Work to complete =>
Print the material from the line with "of the grey-green" up to and including the line with "(1007, 673)", reproducing each line exactly.

Exercise materials =>

-------------------------

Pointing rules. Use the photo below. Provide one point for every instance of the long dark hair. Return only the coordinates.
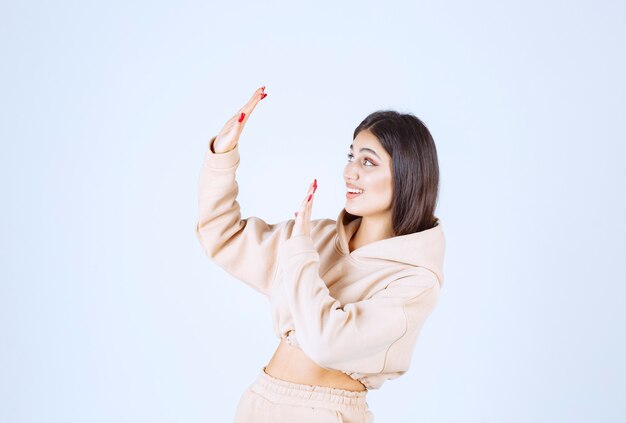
(415, 168)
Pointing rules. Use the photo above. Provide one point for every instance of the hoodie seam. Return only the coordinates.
(352, 259)
(406, 322)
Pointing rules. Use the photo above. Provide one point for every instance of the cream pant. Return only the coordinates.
(271, 400)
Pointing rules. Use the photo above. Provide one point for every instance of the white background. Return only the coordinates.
(111, 312)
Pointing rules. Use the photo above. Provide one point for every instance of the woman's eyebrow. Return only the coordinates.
(367, 149)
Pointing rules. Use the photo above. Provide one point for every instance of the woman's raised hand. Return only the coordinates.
(228, 137)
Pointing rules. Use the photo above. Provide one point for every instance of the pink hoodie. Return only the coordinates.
(359, 312)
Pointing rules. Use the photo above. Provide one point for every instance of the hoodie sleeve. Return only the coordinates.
(245, 248)
(356, 337)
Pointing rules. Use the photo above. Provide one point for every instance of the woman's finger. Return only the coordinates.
(248, 108)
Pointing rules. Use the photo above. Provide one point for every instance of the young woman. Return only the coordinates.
(349, 296)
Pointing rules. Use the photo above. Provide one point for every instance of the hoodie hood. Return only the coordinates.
(424, 249)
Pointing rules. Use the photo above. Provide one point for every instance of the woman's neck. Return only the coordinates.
(371, 229)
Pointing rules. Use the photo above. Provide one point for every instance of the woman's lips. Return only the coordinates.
(351, 195)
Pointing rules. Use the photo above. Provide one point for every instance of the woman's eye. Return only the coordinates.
(350, 156)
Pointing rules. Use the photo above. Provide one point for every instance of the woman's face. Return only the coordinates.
(368, 169)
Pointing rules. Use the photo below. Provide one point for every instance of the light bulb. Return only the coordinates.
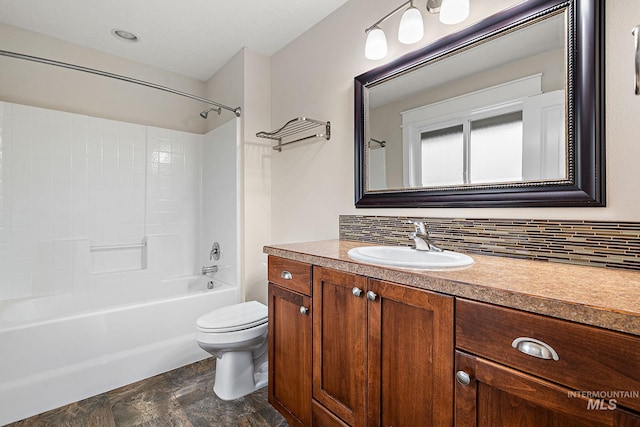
(411, 28)
(376, 45)
(454, 11)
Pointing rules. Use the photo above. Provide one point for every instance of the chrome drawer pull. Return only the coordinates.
(286, 275)
(535, 348)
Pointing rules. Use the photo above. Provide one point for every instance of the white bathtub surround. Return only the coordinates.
(61, 358)
(100, 224)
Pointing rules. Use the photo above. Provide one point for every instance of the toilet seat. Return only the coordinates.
(233, 318)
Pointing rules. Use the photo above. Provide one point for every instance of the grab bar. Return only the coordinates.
(96, 248)
(636, 36)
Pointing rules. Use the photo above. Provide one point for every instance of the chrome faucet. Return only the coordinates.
(210, 269)
(421, 238)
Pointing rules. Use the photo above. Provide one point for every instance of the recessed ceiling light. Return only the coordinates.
(124, 35)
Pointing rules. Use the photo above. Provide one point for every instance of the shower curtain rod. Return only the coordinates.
(237, 111)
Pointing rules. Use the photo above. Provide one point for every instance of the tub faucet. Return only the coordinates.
(210, 269)
(421, 238)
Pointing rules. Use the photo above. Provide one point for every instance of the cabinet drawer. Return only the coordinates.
(589, 359)
(293, 275)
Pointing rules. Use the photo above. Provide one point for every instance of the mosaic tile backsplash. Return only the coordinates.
(594, 243)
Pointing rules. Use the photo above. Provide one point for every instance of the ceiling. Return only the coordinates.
(190, 37)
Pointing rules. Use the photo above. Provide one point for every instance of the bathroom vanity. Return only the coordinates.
(354, 344)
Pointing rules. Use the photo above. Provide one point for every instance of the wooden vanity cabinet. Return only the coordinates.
(499, 384)
(289, 339)
(382, 353)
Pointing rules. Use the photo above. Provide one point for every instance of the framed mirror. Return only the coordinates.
(508, 112)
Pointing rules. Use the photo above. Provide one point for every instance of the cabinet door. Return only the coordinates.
(410, 356)
(500, 396)
(290, 325)
(339, 343)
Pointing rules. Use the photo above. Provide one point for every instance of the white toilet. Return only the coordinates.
(237, 336)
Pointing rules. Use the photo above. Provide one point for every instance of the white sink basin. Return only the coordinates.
(405, 257)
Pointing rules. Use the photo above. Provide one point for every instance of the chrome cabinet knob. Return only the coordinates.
(463, 378)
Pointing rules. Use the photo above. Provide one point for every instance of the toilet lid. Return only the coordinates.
(234, 317)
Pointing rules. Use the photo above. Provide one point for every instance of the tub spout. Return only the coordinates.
(210, 269)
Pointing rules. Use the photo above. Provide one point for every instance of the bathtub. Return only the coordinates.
(61, 349)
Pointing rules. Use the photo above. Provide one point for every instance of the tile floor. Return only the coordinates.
(182, 397)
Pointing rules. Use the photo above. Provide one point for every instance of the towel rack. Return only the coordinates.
(295, 126)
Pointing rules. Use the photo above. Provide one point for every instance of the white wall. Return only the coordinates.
(41, 85)
(313, 76)
(221, 202)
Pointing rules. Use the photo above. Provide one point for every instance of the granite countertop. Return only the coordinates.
(604, 297)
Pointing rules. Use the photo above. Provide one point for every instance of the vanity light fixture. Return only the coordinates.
(411, 29)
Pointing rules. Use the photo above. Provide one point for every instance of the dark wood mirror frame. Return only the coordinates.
(585, 125)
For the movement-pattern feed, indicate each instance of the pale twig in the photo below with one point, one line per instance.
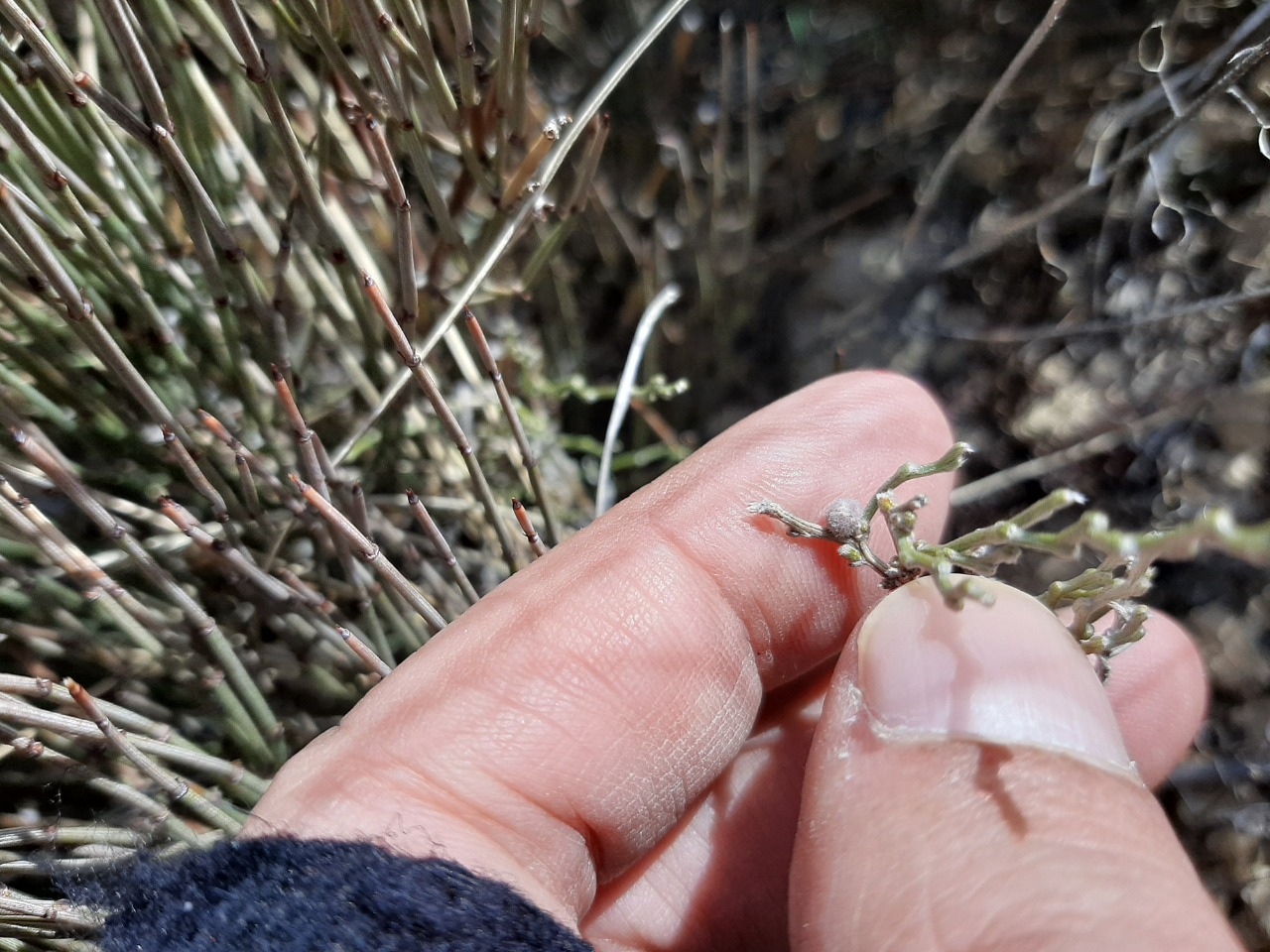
(661, 302)
(373, 662)
(413, 362)
(371, 552)
(513, 419)
(443, 547)
(531, 535)
(178, 789)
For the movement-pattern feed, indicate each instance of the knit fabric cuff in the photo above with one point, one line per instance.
(282, 895)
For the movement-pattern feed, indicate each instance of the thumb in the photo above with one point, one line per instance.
(968, 788)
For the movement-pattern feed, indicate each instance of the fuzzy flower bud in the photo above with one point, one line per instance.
(844, 521)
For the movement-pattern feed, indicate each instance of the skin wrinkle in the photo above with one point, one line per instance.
(492, 642)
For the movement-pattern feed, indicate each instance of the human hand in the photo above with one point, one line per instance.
(642, 733)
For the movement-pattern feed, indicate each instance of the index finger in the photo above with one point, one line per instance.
(552, 735)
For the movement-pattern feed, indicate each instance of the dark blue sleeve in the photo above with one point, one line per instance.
(280, 895)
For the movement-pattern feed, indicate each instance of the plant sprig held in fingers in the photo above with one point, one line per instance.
(1123, 574)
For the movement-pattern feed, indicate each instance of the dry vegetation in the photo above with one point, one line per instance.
(226, 229)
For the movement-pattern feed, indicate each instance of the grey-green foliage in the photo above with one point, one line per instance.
(1123, 569)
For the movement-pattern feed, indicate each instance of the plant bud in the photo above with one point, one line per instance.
(844, 521)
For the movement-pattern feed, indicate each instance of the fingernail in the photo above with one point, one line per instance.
(1007, 673)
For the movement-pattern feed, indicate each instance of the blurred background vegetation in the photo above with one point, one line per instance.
(227, 227)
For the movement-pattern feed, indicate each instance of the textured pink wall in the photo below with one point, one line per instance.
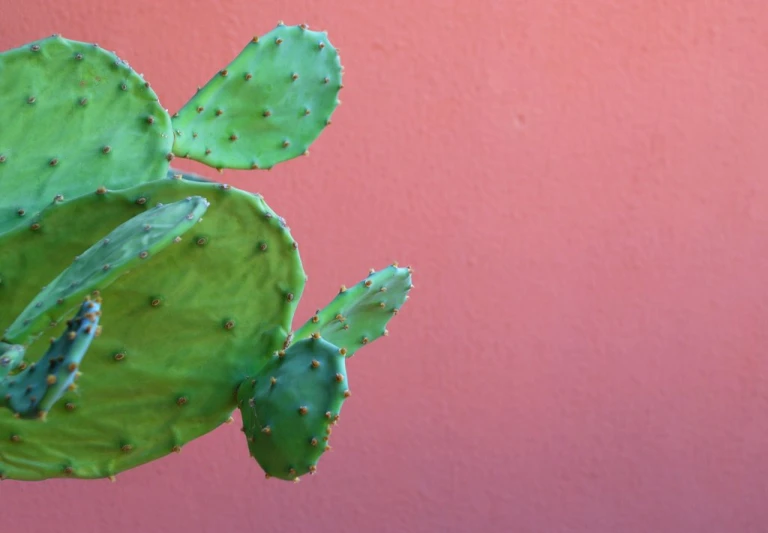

-------------------------

Task response =>
For the movement-pattern feed, indicate each instance of the grey-green foliage in the photo above with one point, one line per instance.
(1123, 569)
For the movement-pattern feed, indicate each instance of the plant bud in the photo above with one point, one line per instance.
(844, 521)
For the movement-pattern feed, indicate each instance of the fingernail in the photo above with one point, one line per instance.
(1007, 673)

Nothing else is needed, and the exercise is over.